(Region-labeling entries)
============================================================

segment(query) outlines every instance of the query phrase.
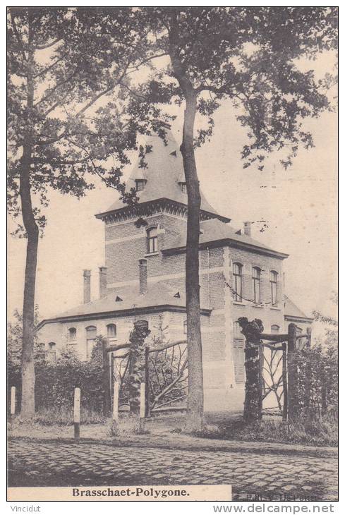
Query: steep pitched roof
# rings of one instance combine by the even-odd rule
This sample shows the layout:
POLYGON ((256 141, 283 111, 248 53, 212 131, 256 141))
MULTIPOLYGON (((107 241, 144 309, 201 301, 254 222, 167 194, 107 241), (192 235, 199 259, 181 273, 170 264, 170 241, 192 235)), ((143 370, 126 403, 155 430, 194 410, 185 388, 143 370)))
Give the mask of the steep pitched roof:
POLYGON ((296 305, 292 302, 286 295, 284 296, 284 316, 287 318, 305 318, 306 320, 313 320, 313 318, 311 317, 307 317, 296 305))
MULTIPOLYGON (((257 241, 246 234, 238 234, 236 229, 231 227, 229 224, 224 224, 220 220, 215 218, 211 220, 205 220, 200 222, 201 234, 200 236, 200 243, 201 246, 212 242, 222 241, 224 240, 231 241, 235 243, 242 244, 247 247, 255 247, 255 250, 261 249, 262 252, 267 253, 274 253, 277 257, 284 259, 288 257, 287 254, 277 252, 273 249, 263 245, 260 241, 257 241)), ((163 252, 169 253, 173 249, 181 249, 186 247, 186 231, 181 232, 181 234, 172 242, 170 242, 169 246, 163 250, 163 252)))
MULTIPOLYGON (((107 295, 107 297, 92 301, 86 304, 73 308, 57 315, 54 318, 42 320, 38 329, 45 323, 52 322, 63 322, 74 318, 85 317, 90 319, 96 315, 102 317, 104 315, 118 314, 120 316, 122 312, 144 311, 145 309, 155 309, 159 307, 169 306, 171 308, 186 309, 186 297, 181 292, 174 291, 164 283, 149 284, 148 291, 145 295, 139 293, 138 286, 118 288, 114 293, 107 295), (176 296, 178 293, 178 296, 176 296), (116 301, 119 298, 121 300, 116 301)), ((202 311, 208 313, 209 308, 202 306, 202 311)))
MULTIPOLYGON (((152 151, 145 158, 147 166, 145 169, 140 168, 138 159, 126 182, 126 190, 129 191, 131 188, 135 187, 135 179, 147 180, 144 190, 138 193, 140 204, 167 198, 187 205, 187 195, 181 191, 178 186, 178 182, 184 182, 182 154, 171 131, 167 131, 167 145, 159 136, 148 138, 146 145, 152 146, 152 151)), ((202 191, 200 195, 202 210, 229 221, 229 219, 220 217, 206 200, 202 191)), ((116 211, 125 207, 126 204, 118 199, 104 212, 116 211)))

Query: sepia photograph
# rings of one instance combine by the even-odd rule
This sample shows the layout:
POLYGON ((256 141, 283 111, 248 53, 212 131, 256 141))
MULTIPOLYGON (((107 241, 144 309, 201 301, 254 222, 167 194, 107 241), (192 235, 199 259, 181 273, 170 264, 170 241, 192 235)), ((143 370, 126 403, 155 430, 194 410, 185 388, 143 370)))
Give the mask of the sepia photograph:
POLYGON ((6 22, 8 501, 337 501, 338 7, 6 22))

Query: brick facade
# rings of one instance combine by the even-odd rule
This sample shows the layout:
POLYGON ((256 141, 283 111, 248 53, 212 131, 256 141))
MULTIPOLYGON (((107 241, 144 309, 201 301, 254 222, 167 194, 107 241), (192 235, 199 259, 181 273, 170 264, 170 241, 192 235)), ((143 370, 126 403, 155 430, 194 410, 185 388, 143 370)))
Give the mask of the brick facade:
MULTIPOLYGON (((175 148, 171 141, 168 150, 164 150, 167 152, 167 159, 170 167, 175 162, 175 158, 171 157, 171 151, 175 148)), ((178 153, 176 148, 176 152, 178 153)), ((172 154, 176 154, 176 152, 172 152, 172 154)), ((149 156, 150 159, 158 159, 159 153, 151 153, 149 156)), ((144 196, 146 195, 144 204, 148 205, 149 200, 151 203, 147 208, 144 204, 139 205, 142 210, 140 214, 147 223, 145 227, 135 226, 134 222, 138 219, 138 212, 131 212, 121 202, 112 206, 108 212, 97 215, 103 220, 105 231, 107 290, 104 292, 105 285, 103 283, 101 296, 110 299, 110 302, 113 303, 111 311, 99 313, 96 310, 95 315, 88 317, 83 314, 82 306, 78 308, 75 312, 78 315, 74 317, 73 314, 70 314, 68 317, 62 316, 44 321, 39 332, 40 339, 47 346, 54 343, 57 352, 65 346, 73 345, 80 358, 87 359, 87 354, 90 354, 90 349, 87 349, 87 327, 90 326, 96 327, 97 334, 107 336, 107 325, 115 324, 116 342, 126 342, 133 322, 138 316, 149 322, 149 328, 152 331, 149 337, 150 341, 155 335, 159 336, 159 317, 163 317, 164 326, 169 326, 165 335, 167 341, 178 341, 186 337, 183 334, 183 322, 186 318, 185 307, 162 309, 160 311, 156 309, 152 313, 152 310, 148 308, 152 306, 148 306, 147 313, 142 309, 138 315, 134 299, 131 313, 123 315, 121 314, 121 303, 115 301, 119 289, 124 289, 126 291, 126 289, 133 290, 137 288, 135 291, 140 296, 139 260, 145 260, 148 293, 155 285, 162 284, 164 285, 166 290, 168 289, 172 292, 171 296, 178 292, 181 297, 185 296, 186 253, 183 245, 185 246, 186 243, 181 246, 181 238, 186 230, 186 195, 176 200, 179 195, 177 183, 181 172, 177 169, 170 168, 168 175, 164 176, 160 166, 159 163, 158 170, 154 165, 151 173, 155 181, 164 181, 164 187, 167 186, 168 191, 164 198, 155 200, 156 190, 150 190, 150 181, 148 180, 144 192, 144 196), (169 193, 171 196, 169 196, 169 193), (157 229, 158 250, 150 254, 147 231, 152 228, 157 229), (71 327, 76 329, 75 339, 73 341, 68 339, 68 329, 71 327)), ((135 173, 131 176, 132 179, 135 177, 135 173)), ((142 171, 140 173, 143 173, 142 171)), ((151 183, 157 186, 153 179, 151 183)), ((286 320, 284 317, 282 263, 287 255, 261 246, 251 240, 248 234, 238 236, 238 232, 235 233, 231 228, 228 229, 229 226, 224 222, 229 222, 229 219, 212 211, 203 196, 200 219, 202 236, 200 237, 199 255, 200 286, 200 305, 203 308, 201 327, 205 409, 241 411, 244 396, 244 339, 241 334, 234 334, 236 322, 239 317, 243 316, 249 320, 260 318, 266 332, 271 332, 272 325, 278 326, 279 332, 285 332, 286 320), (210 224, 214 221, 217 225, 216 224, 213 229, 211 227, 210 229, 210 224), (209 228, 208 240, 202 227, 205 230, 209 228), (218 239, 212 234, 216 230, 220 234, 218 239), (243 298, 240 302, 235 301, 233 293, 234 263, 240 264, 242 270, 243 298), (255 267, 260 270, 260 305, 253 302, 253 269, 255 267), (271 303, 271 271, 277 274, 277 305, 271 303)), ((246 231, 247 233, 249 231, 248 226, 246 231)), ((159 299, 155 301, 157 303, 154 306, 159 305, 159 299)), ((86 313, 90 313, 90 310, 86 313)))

============================================================

• **Requirements**
Retype every line of the entries above character for character, leaving out the pictures.

• **Finished exercise**
segment(query) outlines every instance of the query phrase.
Query: steep pitched roof
# rings of one instance combine by the even-odd rule
This sample shows the layout:
POLYGON ((256 141, 283 111, 248 53, 212 131, 256 141))
MULTIPOLYGON (((107 241, 144 309, 201 301, 254 222, 167 194, 107 241), (192 235, 199 259, 181 273, 170 264, 170 241, 192 235)), ((143 370, 126 403, 155 430, 194 410, 185 388, 143 370)))
Give the mask of the steep pitched roof:
POLYGON ((296 305, 292 302, 286 295, 284 296, 284 316, 287 318, 305 318, 306 320, 313 320, 313 318, 311 317, 307 317, 296 305))
MULTIPOLYGON (((257 241, 246 234, 238 234, 236 229, 231 227, 229 224, 224 224, 220 220, 215 218, 211 220, 205 220, 200 222, 201 234, 200 236, 200 243, 201 246, 212 242, 222 241, 224 240, 231 241, 235 243, 242 244, 247 247, 255 247, 255 250, 261 249, 262 252, 267 253, 274 253, 277 257, 284 259, 288 257, 287 254, 277 252, 273 249, 263 245, 260 241, 257 241)), ((163 252, 169 253, 173 249, 181 249, 186 247, 186 231, 181 232, 181 234, 172 242, 170 242, 169 246, 163 250, 163 252)))
MULTIPOLYGON (((107 295, 107 297, 92 301, 86 304, 73 308, 57 315, 54 318, 42 320, 38 329, 45 323, 52 322, 63 322, 74 318, 85 317, 90 319, 96 315, 102 317, 104 315, 118 314, 120 316, 122 312, 144 311, 145 309, 155 309, 159 307, 169 306, 171 308, 186 309, 186 297, 181 292, 174 291, 164 283, 149 284, 148 291, 145 295, 139 293, 138 286, 118 288, 114 293, 107 295), (176 296, 178 293, 178 296, 176 296), (116 301, 119 298, 121 300, 116 301)), ((202 311, 208 313, 209 308, 202 306, 202 311)))
MULTIPOLYGON (((152 151, 145 158, 147 166, 145 169, 140 168, 138 159, 126 182, 126 190, 129 191, 131 188, 135 187, 135 179, 147 180, 144 190, 138 193, 140 204, 167 198, 187 205, 187 195, 181 191, 178 186, 178 182, 184 182, 182 154, 171 131, 167 131, 167 145, 159 136, 148 138, 146 145, 152 146, 152 151)), ((202 191, 200 195, 202 210, 229 221, 229 219, 220 217, 206 200, 202 191)), ((116 211, 125 207, 126 204, 118 199, 104 212, 116 211)))

Query: sepia photograph
# rings of one instance combine by the even-odd rule
This sample shows the layout:
POLYGON ((256 141, 283 111, 248 53, 212 131, 256 141))
MULTIPOLYGON (((107 241, 144 309, 201 301, 254 222, 167 194, 107 241), (192 235, 199 259, 181 273, 170 264, 170 241, 192 235)), ((143 370, 126 403, 155 430, 194 410, 185 388, 143 370)))
Give the mask of the sepia photograph:
POLYGON ((6 22, 8 501, 337 501, 338 7, 6 22))

Query: brick facade
# rings of one instance combine by the even-odd rule
This sample shows the layout:
POLYGON ((256 141, 283 111, 248 53, 212 131, 256 141))
MULTIPOLYGON (((107 241, 144 309, 201 301, 254 222, 167 194, 107 241), (192 235, 199 259, 181 273, 170 264, 170 241, 192 235)), ((143 370, 126 403, 155 430, 194 410, 185 388, 143 370)))
Give the mask of the brick facade:
MULTIPOLYGON (((175 148, 171 141, 168 150, 164 150, 167 152, 167 159, 170 167, 175 162, 175 158, 171 157, 171 151, 175 148)), ((178 153, 176 148, 176 152, 178 153)), ((172 154, 176 154, 176 152, 172 152, 172 154)), ((149 156, 150 159, 158 159, 159 153, 151 153, 149 156)), ((144 196, 146 195, 144 204, 148 205, 149 200, 151 203, 147 208, 144 204, 139 205, 142 210, 140 214, 147 223, 145 227, 135 226, 134 222, 138 219, 138 212, 131 212, 121 202, 112 206, 108 212, 97 215, 103 220, 105 231, 107 290, 104 292, 105 285, 103 283, 101 296, 110 299, 110 302, 113 303, 111 311, 99 313, 96 310, 95 315, 88 317, 83 314, 82 306, 78 308, 75 312, 78 315, 74 317, 73 314, 70 314, 68 317, 62 316, 44 321, 39 332, 40 339, 47 346, 54 343, 57 352, 65 346, 73 345, 80 358, 87 359, 87 354, 90 354, 90 349, 87 349, 87 327, 90 326, 96 327, 97 334, 107 336, 107 325, 115 324, 116 342, 126 342, 133 322, 138 316, 149 322, 149 328, 152 331, 149 337, 150 341, 155 335, 159 336, 159 317, 163 317, 164 326, 169 326, 165 335, 167 341, 178 341, 186 337, 183 334, 183 322, 186 318, 185 307, 162 309, 160 311, 156 309, 152 313, 152 310, 148 308, 152 306, 148 306, 147 313, 142 309, 138 315, 134 299, 131 313, 123 315, 121 314, 121 303, 115 301, 119 289, 124 289, 126 291, 126 289, 133 290, 137 288, 135 291, 140 296, 139 260, 145 260, 148 293, 155 285, 162 284, 164 285, 166 290, 168 289, 172 292, 171 296, 178 292, 181 297, 185 296, 186 253, 183 245, 185 246, 186 243, 181 246, 181 238, 186 230, 186 195, 176 200, 179 195, 177 183, 181 172, 177 169, 170 168, 168 175, 164 176, 160 166, 159 163, 158 170, 154 165, 151 173, 155 181, 164 181, 164 187, 167 186, 168 191, 164 198, 155 200, 156 190, 150 190, 150 181, 148 180, 144 192, 144 196), (169 193, 171 196, 169 196, 169 193), (157 229, 158 250, 150 254, 147 231, 152 228, 157 229), (71 327, 76 329, 75 339, 73 341, 68 339, 68 329, 71 327)), ((135 173, 131 176, 132 179, 135 177, 135 173)), ((142 171, 140 173, 143 173, 142 171)), ((151 183, 157 186, 153 179, 151 183)), ((286 320, 284 317, 282 263, 287 255, 261 246, 251 240, 248 234, 238 236, 238 232, 235 233, 231 228, 228 229, 229 226, 224 222, 229 222, 229 219, 212 211, 203 196, 200 219, 202 236, 200 237, 199 255, 200 286, 200 305, 203 308, 201 327, 205 409, 241 411, 244 396, 244 339, 241 334, 234 334, 236 322, 239 317, 243 316, 249 320, 260 318, 266 332, 271 332, 272 325, 278 326, 279 332, 285 332, 286 320), (210 224, 214 221, 217 225, 216 224, 213 229, 211 227, 210 229, 210 224), (209 228, 208 240, 202 227, 205 230, 209 228), (218 239, 212 234, 216 230, 220 234, 218 239), (243 298, 240 302, 235 301, 233 293, 234 263, 240 264, 242 270, 243 298), (255 267, 260 270, 260 305, 253 302, 253 269, 255 267), (271 303, 271 271, 277 274, 277 305, 271 303)), ((246 231, 247 233, 249 231, 248 226, 246 231)), ((159 299, 155 301, 157 303, 154 306, 159 305, 159 299)), ((86 313, 90 313, 90 310, 86 313)))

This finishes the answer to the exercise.